■ Reading text
>>>
Other key challenges identified include, “the complex geopolitical situation and increasing global regulations, the migration of workspaces and workloads off traditional networks, an explosion in endpoint diversity and locations, and a shifting attack environment, in particular, the challenges of ransomware and business email compromise.”
That’s a whole load of difficult challenges to address! The complex geopolitical situation often means that online security challenges easily cross borders. Past experience has shown that some countries actively encourage international hacking activities and this means that online challenges to business need not necessarily be local, but can in fact be directed and controlled from countries or regions very far from the victim’s area of operation.
Increasing global regulations calls for higher standards in the management and use of data. The GDRP provisions in the EU is just one example of the higher standards of operation imposed on EU organisations in the manner in which they handle personal data of EU citizens. This added layer of protection to EU citizens imposes strong obligations on EU organisations in the manner in which they operate, and this can make them targets of criminal organisations that seek to reach out to steal and misuse personal data in their custody.
<<<
■ Task 1
According to the passage on cybersecurity challenges, what has past experience shown some countries do?
■ Task 2
Resume the passage on cybersecurity challenges from its final sentence.

■ Data extract
>>>
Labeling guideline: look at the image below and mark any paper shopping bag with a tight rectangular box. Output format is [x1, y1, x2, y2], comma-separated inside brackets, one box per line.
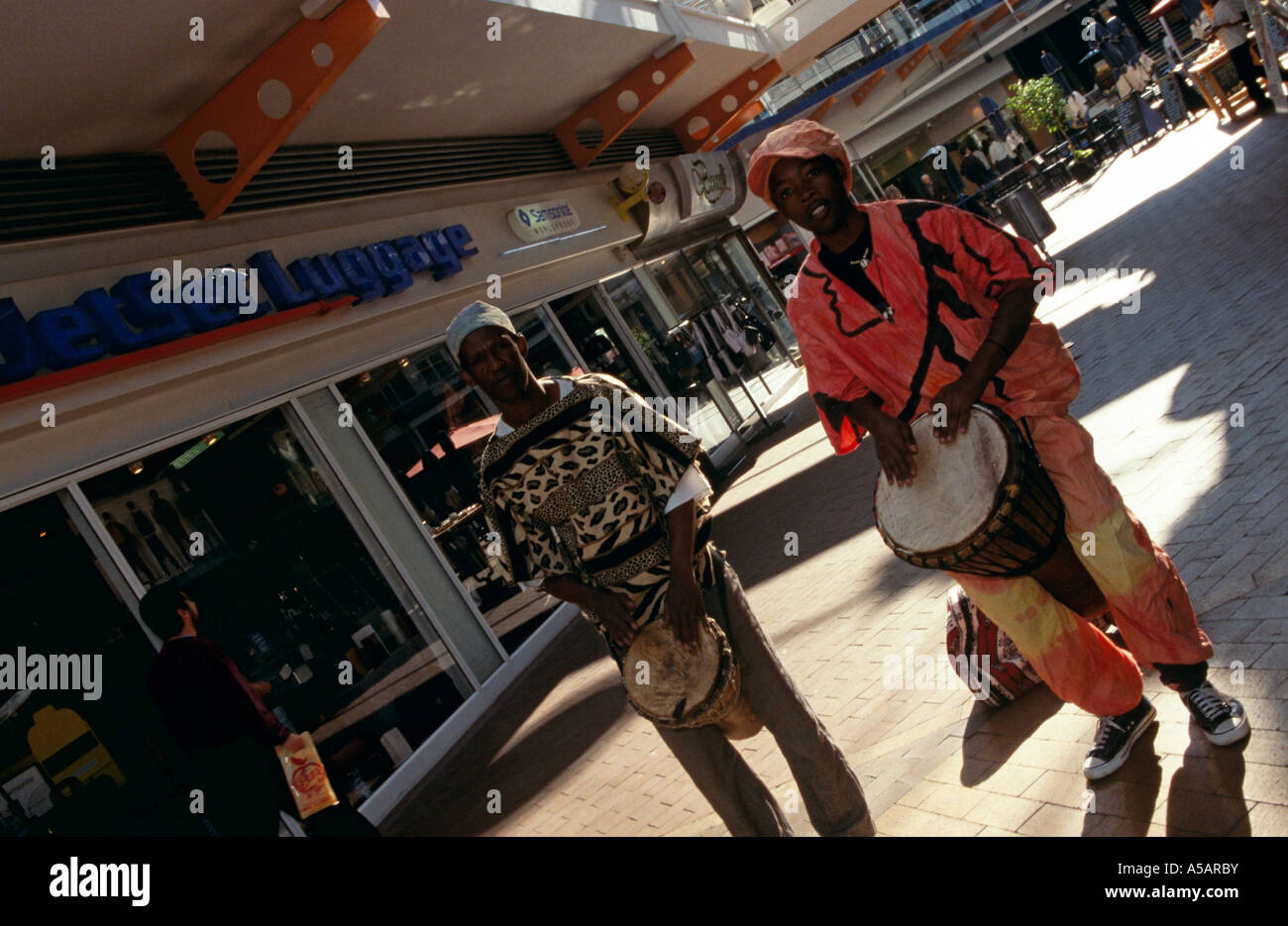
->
[273, 733, 340, 820]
<<<
■ Written answer 1
Some countries actively encourage international hacking activities.

■ Written answer 2
The migration of workspaces and workloads off traditional networks provides new challenges to organisations that have been forced to rapidly roll-out web-based solutions to support internal and external clients over the past year. In many cases, the speed of deployment did not provide for sufficient testing and these solutions were released with insufficient levels of security. Many companies had to switch from inhouse server and network systems that were operated within controlled environments to cloud based solutions that were more exposed to attacks. The explosion of endpoint diversity and locations ties in with this new reality of the anywhere office that calls for data and systems accessibility form the most remote and poorly internet serviced locations to the multiplicity of access devices that include top end laptops to the more basic smart phones.
It is within this context that Gartner have identified the the top 8 security and risk management as being:-
1. Cybersecurity mesh – this is fast evolving practice of deploying controls where they are needed most through an integrated network or mesh of inter-operational core security tools based on centralized policy management.
2. Identity-first security – this approach replaces the previous focus on convenient access and calls for new security design and demands
3. Security support for remote work is here to stay – this calls for a re-thin in the existing policies for data protection, disaster recovery and backup to ensure functionality for remote staff
4. Cyber-savvy boards of directors – more involvement of tech savvy directors to provide informed opinions to the Board
5. Security vendor consolidation – reduction in ad hoc cyber-security tools to provide greater focus on integrated comprehensive security approaches
6. Privacy-enhancing computation – greater focus on these tools to protect in-use data for more secure data processing, sharing, cross-border transfers and analytics, even in untrusted environments.
7. Breach and attack simulation – more emphasis on the use of these tools to provide ongoing security assessment and defence rather than relying on ad hoc penetration testing.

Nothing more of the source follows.